▶ [Text provided]
......
Functional Fractals — Mandelbrot Set in F#

I’ve been a functional programming enthusiast for a while now and have been looking for something cool to write using a functional language. I also have a soft spot for fractals, particularly the Mandelbrot set, which most people should recognise. The Wikipedia article has some particularly beautiful images which I’ve often used as desktop backgrounds. I have two problems with the Wikipedia images though:

  1. They are not wide enough to use as a dual-monitor background.
  2. Though they are continously shaded, some colour banding is visible on subtle gradients.

I’ve toyed with rendering the Mandelbrot set before in Python, but this time I thought I’d write a more serious renderer in F#, capable of rendering beautiful images like those on Wikipedia. This way I can produce desktop backgrounds sized to my liking and learn more about F# in the process. As for the banding, a bit of Floyd-Steinberg dithering should take care of that.

The finished program, FMandel, is available on Github.

The Pictures

This would be a pretty boring blog post if I didn’t at least share some pretty fractal pictures. So, without further ado, here are a few cool renders made using my FMandel. They all have a resolution of 3200x1200, making them suitable for use as dual monitor backgrounds (if you happen to have two 1600x1200 monitors).

That’s all for now. Of course, if you want more, you can grab the binary from Github and render your own masterpieces!

Implementation Experience

F# is a pretty cool language. For the most part I was able to write the renderer in a completely functional style, breaking the components down into small modular functions that can be composed to achieve the desired behaviour. As expected, pattern matching and destructuring (of tuples) were pretty convenient features and the usual higher-order functional concepts made the code quite concise.

I did cheat when it came to Floyd-Steinberg and wrote an implementation that mutates its input array. It seemed like it would take some thought to write a non-mutating version of this algorithm while keeping it efficient. Tracking the quantization error only needs a fixed amount of space depending on the width of the image, so I think it would be plausable to write a stream-based version that operates on an infinite sequence of pixels. My first pass implementation worked fine, though, so I left this as a future exercise.
......
▶ [Recorded data]
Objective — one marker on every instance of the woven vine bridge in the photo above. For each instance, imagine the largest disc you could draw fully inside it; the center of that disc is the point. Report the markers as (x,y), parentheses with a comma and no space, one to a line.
......
▶ [Short problem] Rewrite the F# Mandelbrot text from "I’ve been a" to "on subtle gradients.", updating "soft spot" to "fondness".

▶ [Reply]
I’ve been a functional programming enthusiast for a while now and have been looking for something cool to write using a functional language. I also have a fondness for fractals, particularly the Mandelbrot set, which most people should recognise. The Wikipedia article has some particularly beautiful images which I’ve often used as desktop backgrounds. I have two problems with the Wikipedia images though:

  1. They are not wide enough to use as a dual-monitor background.
  2. Though they are continously shaded, some colour banding is visible on subtle gradients.